Requirement – Copy out, from the entries below, each line that holds the string "black".

_ _ _ _ _

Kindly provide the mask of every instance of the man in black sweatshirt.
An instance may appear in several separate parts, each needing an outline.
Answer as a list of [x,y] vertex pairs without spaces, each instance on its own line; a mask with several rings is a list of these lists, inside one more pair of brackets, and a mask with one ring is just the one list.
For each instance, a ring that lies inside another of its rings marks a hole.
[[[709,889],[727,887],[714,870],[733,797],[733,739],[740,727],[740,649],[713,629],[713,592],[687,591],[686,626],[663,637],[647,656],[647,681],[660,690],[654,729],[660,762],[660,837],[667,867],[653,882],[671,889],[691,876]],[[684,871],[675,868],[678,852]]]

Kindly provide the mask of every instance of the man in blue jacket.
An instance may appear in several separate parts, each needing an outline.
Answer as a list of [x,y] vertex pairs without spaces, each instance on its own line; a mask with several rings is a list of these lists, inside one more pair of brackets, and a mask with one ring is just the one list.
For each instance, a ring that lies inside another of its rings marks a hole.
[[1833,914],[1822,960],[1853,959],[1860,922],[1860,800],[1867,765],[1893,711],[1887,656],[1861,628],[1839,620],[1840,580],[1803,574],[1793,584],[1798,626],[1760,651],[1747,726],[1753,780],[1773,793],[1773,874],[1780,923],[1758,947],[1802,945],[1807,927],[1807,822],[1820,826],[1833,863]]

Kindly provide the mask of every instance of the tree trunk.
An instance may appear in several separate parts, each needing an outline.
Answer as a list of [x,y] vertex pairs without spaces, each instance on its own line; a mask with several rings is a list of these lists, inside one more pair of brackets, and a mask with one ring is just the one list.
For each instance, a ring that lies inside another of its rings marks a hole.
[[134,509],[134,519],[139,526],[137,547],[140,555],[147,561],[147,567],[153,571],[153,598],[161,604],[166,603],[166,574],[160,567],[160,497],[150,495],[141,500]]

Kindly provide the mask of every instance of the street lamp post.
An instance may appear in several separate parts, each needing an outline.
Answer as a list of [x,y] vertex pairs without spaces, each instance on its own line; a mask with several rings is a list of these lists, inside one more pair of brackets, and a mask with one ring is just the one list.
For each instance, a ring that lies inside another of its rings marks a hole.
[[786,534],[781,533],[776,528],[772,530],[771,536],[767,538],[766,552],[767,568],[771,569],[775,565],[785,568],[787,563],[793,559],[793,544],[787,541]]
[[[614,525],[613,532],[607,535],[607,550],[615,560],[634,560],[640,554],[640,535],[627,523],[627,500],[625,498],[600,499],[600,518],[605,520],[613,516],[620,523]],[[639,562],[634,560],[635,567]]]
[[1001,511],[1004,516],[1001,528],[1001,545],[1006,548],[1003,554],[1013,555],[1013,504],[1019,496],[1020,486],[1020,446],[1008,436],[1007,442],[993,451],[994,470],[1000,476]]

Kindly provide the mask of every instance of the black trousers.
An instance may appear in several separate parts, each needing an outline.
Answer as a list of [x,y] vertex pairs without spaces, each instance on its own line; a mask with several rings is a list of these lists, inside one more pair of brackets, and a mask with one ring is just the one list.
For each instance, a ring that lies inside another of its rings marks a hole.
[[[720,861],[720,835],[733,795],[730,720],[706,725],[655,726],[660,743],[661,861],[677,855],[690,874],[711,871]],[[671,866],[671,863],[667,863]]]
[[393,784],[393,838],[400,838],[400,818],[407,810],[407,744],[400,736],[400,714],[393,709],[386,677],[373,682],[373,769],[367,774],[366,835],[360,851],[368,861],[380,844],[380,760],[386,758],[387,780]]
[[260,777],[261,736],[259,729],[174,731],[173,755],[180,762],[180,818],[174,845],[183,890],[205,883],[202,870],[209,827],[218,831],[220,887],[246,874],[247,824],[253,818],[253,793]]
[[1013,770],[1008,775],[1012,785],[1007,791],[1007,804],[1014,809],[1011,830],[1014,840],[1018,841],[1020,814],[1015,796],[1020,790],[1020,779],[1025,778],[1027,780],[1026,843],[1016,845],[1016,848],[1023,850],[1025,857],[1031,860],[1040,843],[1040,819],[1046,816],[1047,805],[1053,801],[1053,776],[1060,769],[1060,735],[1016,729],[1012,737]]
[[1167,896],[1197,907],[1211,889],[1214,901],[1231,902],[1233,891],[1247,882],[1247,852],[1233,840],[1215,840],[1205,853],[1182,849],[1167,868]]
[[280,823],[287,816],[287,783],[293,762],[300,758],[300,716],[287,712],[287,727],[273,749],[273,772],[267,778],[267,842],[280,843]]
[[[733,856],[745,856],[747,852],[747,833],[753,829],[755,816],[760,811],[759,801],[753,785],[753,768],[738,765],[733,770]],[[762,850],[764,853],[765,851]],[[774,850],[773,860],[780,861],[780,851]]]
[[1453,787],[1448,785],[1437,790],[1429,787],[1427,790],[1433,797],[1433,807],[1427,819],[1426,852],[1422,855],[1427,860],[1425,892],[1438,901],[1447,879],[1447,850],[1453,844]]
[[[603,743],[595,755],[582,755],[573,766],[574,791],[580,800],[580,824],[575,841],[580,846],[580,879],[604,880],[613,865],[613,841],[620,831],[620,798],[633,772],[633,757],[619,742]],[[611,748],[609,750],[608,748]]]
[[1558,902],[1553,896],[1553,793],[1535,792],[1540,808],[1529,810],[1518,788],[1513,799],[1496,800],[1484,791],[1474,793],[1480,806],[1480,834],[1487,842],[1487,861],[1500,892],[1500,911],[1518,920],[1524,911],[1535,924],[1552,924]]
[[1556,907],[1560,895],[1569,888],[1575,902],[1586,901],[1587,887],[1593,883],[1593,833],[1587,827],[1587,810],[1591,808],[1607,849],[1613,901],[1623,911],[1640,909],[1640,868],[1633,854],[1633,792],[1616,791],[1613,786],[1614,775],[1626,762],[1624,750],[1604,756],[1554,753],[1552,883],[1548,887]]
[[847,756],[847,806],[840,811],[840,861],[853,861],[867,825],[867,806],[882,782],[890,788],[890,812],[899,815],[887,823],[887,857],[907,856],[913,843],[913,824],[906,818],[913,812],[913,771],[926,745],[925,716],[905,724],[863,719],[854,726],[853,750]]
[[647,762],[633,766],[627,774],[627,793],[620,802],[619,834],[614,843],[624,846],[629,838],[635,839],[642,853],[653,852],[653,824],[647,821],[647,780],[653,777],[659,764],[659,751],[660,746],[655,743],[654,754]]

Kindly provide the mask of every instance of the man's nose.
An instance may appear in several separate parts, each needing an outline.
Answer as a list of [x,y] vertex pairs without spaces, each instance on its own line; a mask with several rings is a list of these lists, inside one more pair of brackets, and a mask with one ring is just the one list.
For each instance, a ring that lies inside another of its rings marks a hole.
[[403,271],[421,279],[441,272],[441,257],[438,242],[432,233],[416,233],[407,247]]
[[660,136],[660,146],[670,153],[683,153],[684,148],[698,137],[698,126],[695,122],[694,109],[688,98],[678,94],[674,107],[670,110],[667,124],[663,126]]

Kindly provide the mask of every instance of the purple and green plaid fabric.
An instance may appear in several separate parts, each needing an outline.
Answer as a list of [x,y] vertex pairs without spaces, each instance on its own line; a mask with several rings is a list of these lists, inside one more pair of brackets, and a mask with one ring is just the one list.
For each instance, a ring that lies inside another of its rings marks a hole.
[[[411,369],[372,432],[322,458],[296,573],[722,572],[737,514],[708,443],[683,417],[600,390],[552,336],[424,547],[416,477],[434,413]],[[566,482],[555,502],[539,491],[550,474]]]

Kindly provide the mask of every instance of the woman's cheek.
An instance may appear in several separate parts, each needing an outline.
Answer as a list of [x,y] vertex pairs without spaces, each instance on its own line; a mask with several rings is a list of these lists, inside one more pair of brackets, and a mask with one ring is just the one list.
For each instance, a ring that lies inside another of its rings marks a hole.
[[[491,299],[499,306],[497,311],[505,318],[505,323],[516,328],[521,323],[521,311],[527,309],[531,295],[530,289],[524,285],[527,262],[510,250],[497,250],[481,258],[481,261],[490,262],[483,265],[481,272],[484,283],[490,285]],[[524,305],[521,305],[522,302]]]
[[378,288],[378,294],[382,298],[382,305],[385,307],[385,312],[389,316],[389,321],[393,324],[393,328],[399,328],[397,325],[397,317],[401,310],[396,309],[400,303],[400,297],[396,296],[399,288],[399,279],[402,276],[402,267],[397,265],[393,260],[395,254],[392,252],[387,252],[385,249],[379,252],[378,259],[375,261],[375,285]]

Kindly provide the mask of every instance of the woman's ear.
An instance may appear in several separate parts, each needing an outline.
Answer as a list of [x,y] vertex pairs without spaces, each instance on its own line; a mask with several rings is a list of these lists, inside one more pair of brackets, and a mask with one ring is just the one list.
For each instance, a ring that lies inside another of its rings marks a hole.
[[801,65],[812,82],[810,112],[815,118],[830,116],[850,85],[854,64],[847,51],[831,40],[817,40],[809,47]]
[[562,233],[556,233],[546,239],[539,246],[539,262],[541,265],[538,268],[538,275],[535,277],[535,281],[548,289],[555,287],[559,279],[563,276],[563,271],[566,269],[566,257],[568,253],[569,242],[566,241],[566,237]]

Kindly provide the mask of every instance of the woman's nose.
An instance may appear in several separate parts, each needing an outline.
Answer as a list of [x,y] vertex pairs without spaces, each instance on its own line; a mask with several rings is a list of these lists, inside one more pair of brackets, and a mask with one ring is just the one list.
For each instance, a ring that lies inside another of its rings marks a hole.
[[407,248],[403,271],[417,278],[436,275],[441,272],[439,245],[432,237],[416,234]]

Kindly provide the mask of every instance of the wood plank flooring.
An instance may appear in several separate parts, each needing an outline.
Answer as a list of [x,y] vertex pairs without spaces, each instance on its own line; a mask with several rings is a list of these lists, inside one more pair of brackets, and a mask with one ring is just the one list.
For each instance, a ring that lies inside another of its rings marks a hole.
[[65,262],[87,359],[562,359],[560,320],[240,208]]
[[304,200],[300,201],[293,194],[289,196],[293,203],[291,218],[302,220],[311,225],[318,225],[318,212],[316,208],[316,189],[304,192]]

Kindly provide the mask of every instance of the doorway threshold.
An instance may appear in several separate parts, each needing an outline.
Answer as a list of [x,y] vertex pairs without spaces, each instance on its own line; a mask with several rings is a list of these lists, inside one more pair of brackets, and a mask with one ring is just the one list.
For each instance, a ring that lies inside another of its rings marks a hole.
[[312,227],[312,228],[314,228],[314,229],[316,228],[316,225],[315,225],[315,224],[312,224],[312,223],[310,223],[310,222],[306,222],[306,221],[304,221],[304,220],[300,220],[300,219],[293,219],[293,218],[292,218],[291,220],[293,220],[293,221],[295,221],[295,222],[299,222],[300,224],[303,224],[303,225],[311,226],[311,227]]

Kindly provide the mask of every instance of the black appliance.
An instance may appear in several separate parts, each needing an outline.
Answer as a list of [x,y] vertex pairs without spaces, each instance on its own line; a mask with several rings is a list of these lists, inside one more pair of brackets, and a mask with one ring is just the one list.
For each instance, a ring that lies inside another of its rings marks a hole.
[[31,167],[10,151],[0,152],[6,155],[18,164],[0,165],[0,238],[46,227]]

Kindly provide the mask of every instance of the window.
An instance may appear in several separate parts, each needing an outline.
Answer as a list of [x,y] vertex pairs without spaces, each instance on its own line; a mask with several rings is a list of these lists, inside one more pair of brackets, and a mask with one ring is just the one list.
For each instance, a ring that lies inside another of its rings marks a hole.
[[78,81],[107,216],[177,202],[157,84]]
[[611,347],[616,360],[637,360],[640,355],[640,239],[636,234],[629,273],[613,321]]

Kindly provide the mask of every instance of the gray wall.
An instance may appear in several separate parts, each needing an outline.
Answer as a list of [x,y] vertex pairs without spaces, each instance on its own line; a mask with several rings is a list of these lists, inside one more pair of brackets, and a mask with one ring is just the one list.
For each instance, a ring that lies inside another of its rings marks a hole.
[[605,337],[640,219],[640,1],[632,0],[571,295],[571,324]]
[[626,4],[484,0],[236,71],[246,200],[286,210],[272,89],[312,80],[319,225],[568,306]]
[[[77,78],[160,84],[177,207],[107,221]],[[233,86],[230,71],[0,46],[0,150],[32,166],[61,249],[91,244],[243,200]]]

_ _ _ _ _

Exercise answer –
Kindly provide the mask of every instance of the man in black sweatshirt.
Kindly provide the mask of every instance of the black trousers.
Kindly provide the mask of every instance of the black appliance.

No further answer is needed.